>> begin Dataset extract

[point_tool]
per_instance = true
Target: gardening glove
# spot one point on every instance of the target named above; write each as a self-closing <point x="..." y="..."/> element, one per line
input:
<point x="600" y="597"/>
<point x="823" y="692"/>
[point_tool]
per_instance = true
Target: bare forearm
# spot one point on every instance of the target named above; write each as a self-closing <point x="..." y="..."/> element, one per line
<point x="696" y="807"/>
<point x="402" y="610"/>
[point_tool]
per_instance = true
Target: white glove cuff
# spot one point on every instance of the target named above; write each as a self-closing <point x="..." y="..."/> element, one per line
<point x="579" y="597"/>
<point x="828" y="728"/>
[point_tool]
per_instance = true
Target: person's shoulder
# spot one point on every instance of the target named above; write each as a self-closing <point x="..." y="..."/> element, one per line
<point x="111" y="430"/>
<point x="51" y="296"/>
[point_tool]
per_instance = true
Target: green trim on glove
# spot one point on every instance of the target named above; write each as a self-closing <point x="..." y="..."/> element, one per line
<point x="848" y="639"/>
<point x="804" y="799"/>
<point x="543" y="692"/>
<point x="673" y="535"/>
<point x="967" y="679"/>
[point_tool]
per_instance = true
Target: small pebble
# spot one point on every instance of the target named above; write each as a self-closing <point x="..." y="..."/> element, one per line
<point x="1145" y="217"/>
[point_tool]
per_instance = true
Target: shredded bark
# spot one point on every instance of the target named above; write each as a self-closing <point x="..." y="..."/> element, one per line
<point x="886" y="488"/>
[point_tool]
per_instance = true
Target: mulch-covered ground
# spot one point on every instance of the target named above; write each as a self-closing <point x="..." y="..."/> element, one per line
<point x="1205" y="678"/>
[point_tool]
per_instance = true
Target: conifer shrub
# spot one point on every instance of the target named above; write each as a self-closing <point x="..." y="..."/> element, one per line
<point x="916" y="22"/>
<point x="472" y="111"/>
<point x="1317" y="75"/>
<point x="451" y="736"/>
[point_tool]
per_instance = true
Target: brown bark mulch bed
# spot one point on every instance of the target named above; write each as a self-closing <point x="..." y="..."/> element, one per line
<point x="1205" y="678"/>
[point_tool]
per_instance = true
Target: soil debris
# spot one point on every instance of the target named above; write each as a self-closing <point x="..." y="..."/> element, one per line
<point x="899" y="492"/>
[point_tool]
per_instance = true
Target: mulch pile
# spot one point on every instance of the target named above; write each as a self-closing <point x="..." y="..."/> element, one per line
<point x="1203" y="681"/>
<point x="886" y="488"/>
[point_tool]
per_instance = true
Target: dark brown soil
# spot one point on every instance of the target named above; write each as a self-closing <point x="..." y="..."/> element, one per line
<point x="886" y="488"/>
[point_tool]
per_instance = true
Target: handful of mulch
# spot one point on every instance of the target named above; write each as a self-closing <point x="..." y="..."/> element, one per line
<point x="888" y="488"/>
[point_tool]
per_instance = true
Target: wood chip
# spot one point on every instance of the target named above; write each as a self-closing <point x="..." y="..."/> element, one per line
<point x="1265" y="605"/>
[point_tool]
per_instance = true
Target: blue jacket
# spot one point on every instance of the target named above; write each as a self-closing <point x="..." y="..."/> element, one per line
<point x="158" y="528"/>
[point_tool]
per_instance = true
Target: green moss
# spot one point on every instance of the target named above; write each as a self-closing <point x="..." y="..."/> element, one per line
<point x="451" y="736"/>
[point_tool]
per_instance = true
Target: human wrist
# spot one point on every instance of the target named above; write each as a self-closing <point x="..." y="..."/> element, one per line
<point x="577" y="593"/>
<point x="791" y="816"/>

>> end Dataset extract

Description of the task: Please count the lines of the records above that contain the string "glove" in matching case, and give only that number.

Correct result: 3